DATA FOR ANALYSIS below:
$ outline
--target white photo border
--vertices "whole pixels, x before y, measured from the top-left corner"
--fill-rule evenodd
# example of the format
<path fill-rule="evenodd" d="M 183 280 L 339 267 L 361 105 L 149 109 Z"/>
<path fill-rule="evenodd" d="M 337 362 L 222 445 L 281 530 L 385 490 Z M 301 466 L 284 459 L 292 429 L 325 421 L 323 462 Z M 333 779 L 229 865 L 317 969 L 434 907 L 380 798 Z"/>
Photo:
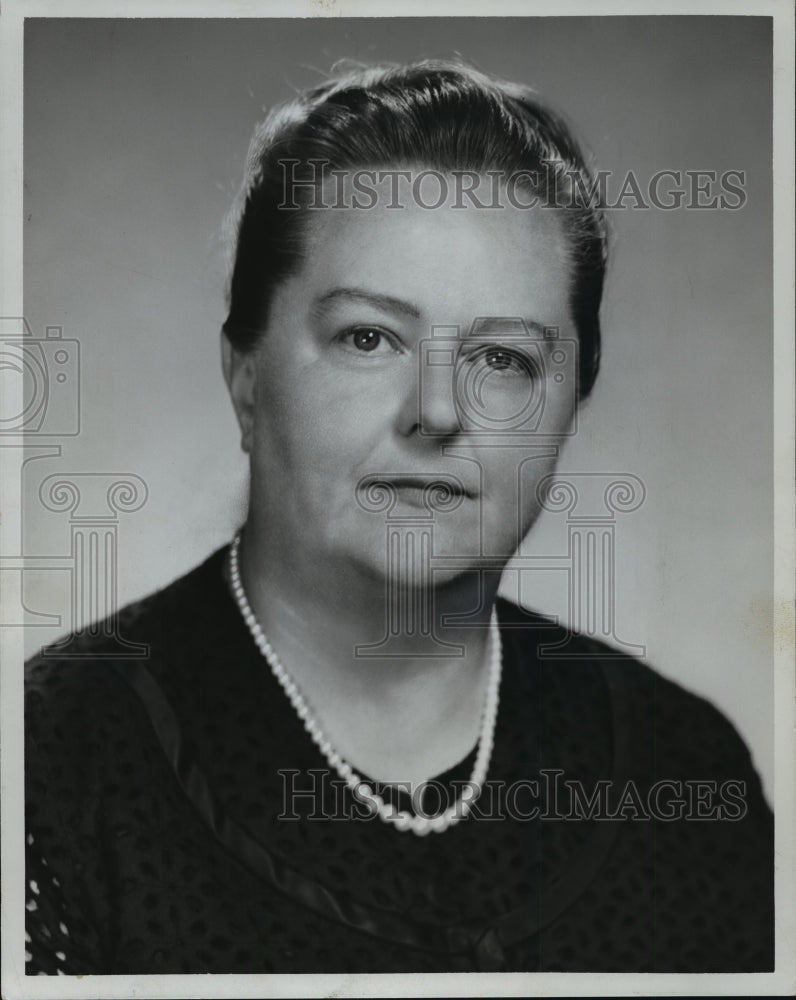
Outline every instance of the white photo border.
<path fill-rule="evenodd" d="M 451 8 L 455 6 L 455 14 Z M 6 0 L 0 15 L 0 316 L 22 316 L 22 77 L 23 22 L 32 17 L 390 17 L 390 16 L 768 16 L 774 23 L 774 297 L 775 297 L 775 800 L 777 857 L 777 967 L 743 975 L 471 973 L 404 975 L 206 975 L 28 977 L 24 975 L 22 635 L 2 636 L 2 996 L 23 998 L 263 997 L 263 996 L 605 996 L 776 995 L 796 982 L 794 919 L 794 342 L 793 342 L 793 9 L 785 0 L 716 2 L 574 2 L 574 0 Z M 11 405 L 22 398 L 19 382 L 3 373 Z M 21 407 L 19 408 L 21 409 Z M 19 537 L 20 484 L 13 469 L 0 477 L 0 552 Z M 0 595 L 2 597 L 2 595 Z"/>

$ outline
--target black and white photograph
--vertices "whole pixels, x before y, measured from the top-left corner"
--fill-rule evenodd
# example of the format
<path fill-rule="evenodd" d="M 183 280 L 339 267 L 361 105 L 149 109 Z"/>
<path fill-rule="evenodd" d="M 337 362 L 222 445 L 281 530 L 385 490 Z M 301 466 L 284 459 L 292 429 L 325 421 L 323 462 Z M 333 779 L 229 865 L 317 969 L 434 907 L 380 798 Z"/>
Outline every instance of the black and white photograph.
<path fill-rule="evenodd" d="M 3 11 L 3 997 L 790 992 L 793 10 L 713 7 Z"/>

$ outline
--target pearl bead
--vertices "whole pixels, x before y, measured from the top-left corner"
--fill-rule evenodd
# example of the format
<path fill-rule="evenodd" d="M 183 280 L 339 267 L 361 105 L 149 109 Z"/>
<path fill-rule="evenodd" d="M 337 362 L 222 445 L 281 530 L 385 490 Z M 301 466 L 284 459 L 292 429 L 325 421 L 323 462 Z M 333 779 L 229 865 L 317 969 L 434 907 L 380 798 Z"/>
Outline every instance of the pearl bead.
<path fill-rule="evenodd" d="M 393 826 L 396 830 L 404 832 L 408 830 L 412 824 L 412 817 L 408 812 L 399 812 L 398 815 L 393 820 Z"/>
<path fill-rule="evenodd" d="M 415 816 L 412 829 L 418 837 L 425 837 L 431 833 L 431 821 L 426 819 L 425 816 Z"/>

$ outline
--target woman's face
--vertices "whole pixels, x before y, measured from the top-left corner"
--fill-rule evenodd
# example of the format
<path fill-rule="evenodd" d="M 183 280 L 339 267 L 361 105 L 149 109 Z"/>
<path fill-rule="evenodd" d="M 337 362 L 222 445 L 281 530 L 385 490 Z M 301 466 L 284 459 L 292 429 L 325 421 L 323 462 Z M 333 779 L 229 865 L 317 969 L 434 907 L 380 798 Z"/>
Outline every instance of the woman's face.
<path fill-rule="evenodd" d="M 433 519 L 442 582 L 511 556 L 571 427 L 566 238 L 557 210 L 384 201 L 312 213 L 300 270 L 233 365 L 250 523 L 294 568 L 383 577 L 388 520 Z M 455 509 L 429 512 L 423 487 L 441 481 Z"/>

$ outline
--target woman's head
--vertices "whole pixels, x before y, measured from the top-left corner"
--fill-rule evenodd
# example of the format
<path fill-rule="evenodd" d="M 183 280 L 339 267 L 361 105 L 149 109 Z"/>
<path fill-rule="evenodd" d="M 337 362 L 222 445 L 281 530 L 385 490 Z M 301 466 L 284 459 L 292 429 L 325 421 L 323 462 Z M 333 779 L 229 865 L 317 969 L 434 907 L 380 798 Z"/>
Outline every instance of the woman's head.
<path fill-rule="evenodd" d="M 507 199 L 523 208 L 535 200 L 555 212 L 570 266 L 578 393 L 589 394 L 600 359 L 606 240 L 588 168 L 565 125 L 530 90 L 457 63 L 352 70 L 300 94 L 257 129 L 224 324 L 233 347 L 250 350 L 265 330 L 275 289 L 306 254 L 313 207 L 334 207 L 341 198 L 351 204 L 352 197 L 357 207 L 372 207 L 371 175 L 359 196 L 352 189 L 358 171 L 391 172 L 378 178 L 377 197 L 389 191 L 395 206 L 413 197 L 431 209 L 435 180 L 447 178 L 456 207 L 499 212 Z M 443 180 L 424 181 L 424 171 Z"/>
<path fill-rule="evenodd" d="M 431 514 L 434 586 L 511 557 L 599 360 L 578 181 L 557 119 L 448 64 L 357 71 L 258 131 L 223 348 L 264 563 L 391 578 L 391 518 Z"/>

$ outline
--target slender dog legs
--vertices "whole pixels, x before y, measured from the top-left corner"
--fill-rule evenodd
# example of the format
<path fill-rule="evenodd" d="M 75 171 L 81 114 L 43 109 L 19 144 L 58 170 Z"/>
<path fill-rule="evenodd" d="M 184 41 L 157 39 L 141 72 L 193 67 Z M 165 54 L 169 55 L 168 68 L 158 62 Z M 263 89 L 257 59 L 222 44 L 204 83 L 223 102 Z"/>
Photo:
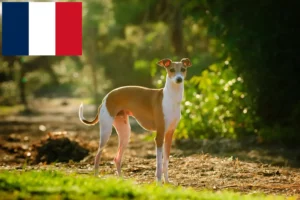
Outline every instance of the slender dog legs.
<path fill-rule="evenodd" d="M 128 116 L 127 115 L 117 116 L 114 120 L 113 125 L 119 136 L 119 148 L 118 148 L 118 153 L 114 158 L 114 162 L 117 167 L 118 176 L 122 176 L 121 174 L 122 157 L 128 145 L 130 132 L 131 132 Z"/>
<path fill-rule="evenodd" d="M 172 137 L 173 137 L 174 130 L 168 131 L 165 134 L 165 144 L 164 144 L 164 163 L 163 163 L 163 173 L 165 178 L 165 183 L 169 183 L 168 177 L 168 165 L 169 165 L 169 156 L 172 146 Z"/>
<path fill-rule="evenodd" d="M 95 157 L 95 176 L 99 174 L 99 163 L 101 153 L 103 151 L 104 146 L 106 145 L 112 131 L 113 118 L 109 115 L 105 104 L 103 104 L 100 110 L 100 142 L 98 151 Z"/>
End of DATA FOR ANALYSIS.
EXERCISE OBJECTIVE:
Would you return the data exactly as written, without the pictures?

RESPONSE TO THIS TASK:
$ outline
--target white photo border
--vertices "whole pixels, x before y, measured from the top-left corner"
--fill-rule evenodd
# example of the format
<path fill-rule="evenodd" d="M 183 280 L 339 267 L 361 105 L 149 109 Z"/>
<path fill-rule="evenodd" d="M 337 362 L 222 445 L 281 530 L 385 490 Z M 301 466 L 284 459 L 292 429 L 325 421 L 323 462 Z M 333 779 L 229 865 L 317 969 L 434 907 L 380 798 Z"/>
Photo:
Outline every instance of the white photo border.
<path fill-rule="evenodd" d="M 451 8 L 455 6 L 455 14 Z M 6 0 L 0 15 L 0 316 L 22 316 L 22 77 L 23 22 L 32 17 L 390 17 L 390 16 L 768 16 L 774 23 L 774 297 L 775 297 L 775 800 L 777 857 L 777 967 L 743 975 L 471 973 L 404 975 L 206 975 L 28 977 L 24 975 L 22 635 L 2 636 L 2 996 L 23 998 L 263 997 L 263 996 L 605 996 L 776 995 L 796 982 L 794 919 L 794 342 L 793 342 L 793 9 L 785 0 L 716 2 L 574 2 L 574 0 Z M 11 405 L 22 398 L 19 382 L 3 373 Z M 21 407 L 19 408 L 21 409 Z M 19 537 L 20 484 L 13 469 L 0 477 L 0 552 Z M 0 595 L 2 597 L 2 595 Z"/>

$ outline
--target black and white photograph
--vertices "whole pixels, x before y, measured from the top-left corner"
--fill-rule evenodd
# example of the format
<path fill-rule="evenodd" d="M 183 280 L 339 267 L 361 105 L 149 109 Z"/>
<path fill-rule="evenodd" d="M 337 362 L 222 445 L 281 530 L 385 490 Z M 301 466 L 284 459 L 292 429 L 325 421 L 323 462 Z M 333 779 L 229 865 L 317 969 L 434 907 L 380 798 Z"/>
Outline every instance of the black and white photograph.
<path fill-rule="evenodd" d="M 3 11 L 3 997 L 790 992 L 793 10 L 713 7 Z"/>

$ outline
--target pearl bead
--vertices "whole pixels, x before y, measured from the top-left corner"
--fill-rule evenodd
# example of the format
<path fill-rule="evenodd" d="M 183 280 L 339 267 L 361 105 L 149 109 Z"/>
<path fill-rule="evenodd" d="M 337 362 L 222 445 L 281 530 L 385 490 Z M 301 466 L 284 459 L 292 429 L 325 421 L 323 462 Z M 333 779 L 229 865 L 317 969 L 434 907 L 380 798 Z"/>
Outline every instance of the pearl bead.
<path fill-rule="evenodd" d="M 393 826 L 396 830 L 404 832 L 408 830 L 412 824 L 412 817 L 408 812 L 399 812 L 398 815 L 393 820 Z"/>
<path fill-rule="evenodd" d="M 415 816 L 412 829 L 418 837 L 425 837 L 431 833 L 431 821 L 426 819 L 425 816 Z"/>

$ outline
--target woman's face
--vertices "whole pixels, x before y, measured from the top-left corner"
--fill-rule evenodd
# example of the format
<path fill-rule="evenodd" d="M 183 280 L 339 267 L 361 105 L 149 109 Z"/>
<path fill-rule="evenodd" d="M 337 362 L 222 445 L 281 530 L 385 490 Z M 301 466 L 284 459 L 292 429 L 325 421 L 323 462 Z M 333 779 L 229 865 L 317 969 L 434 907 L 380 798 Z"/>
Outline every instance of the woman's face.
<path fill-rule="evenodd" d="M 433 519 L 442 582 L 511 556 L 571 427 L 566 238 L 557 210 L 384 201 L 312 213 L 300 270 L 233 365 L 250 523 L 294 568 L 383 577 L 388 520 Z M 455 509 L 429 512 L 423 487 L 441 481 Z"/>

$ outline
--target woman's head
--vertices "whole pixels, x before y, measured from the top-left corner"
--fill-rule evenodd
# example of the format
<path fill-rule="evenodd" d="M 183 280 L 339 267 L 361 105 L 149 109 Z"/>
<path fill-rule="evenodd" d="M 337 362 L 222 445 L 281 530 L 385 490 Z M 301 466 L 284 459 L 292 429 L 325 421 L 323 462 Z M 333 779 L 229 865 L 317 969 L 434 907 L 380 798 Z"/>
Outline every instance of the woman's head.
<path fill-rule="evenodd" d="M 507 199 L 523 208 L 535 200 L 555 212 L 570 266 L 578 393 L 589 394 L 600 359 L 606 240 L 588 168 L 565 125 L 530 90 L 457 63 L 352 70 L 300 94 L 257 129 L 224 324 L 233 347 L 250 350 L 265 330 L 275 289 L 306 254 L 313 207 L 334 207 L 341 198 L 351 204 L 352 197 L 357 207 L 372 207 L 371 175 L 359 196 L 352 189 L 358 171 L 391 172 L 378 178 L 377 197 L 389 191 L 395 206 L 413 197 L 431 209 L 435 180 L 447 178 L 456 207 L 499 212 Z M 443 180 L 424 181 L 424 171 Z"/>
<path fill-rule="evenodd" d="M 431 514 L 434 586 L 511 557 L 599 360 L 578 181 L 557 119 L 448 64 L 357 71 L 258 131 L 223 348 L 264 563 L 391 578 L 391 518 Z"/>

$ outline
--target slender dog legs
--vertices "whole pixels, x before y, measured from the top-left corner"
--fill-rule evenodd
# example of the format
<path fill-rule="evenodd" d="M 75 171 L 81 114 L 43 109 L 19 144 L 58 170 Z"/>
<path fill-rule="evenodd" d="M 184 41 L 157 39 L 141 72 L 193 67 Z M 165 54 L 169 55 L 168 68 L 158 62 Z M 263 89 L 257 59 L 222 44 L 204 83 L 223 102 Z"/>
Photo:
Outline every instance of the slender dog legs.
<path fill-rule="evenodd" d="M 128 116 L 127 115 L 117 116 L 114 120 L 113 125 L 119 136 L 119 148 L 118 148 L 118 153 L 114 158 L 114 162 L 117 167 L 118 176 L 122 176 L 121 174 L 122 157 L 128 145 L 130 132 L 131 132 Z"/>
<path fill-rule="evenodd" d="M 172 137 L 173 137 L 174 130 L 168 131 L 165 134 L 165 144 L 164 144 L 164 163 L 163 163 L 163 173 L 165 178 L 165 183 L 169 183 L 168 177 L 168 165 L 169 165 L 169 156 L 172 146 Z"/>
<path fill-rule="evenodd" d="M 95 157 L 95 176 L 99 174 L 99 163 L 101 153 L 103 151 L 104 146 L 106 145 L 112 131 L 113 118 L 109 115 L 105 104 L 103 104 L 100 110 L 100 142 L 98 151 Z"/>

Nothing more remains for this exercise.